[EXERCISE REQUIREMENTS]: Write out all of the records precisely. Skip anything that is a picture.

=== Section Start ===

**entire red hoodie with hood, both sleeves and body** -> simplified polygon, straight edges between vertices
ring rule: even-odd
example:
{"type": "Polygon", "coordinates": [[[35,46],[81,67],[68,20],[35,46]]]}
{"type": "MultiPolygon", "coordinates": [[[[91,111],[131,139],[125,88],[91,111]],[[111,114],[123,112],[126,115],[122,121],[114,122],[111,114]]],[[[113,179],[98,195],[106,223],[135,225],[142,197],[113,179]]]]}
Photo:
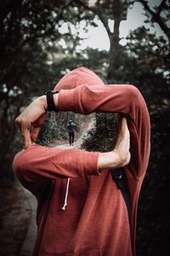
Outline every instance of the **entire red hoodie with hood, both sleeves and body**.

=== Section End ===

[RESULT OF THE TASK]:
**entire red hoodie with hood, both sleeves and body** -> simplified polygon, straight edges between vertices
ring rule: even-odd
example:
{"type": "Polygon", "coordinates": [[[35,46],[81,67],[68,20],[35,46]]]}
{"type": "MultiPolygon", "coordinates": [[[[91,111],[131,139],[125,88],[91,111]],[[111,114],[123,112],[126,115],[122,121],[114,122],[111,114]]],[[[113,179],[98,195],[106,223],[135,225],[142,197],[113,179]]]]}
Photo:
Outline every instance of the **entire red hoodie with hood, both sleeves and body**.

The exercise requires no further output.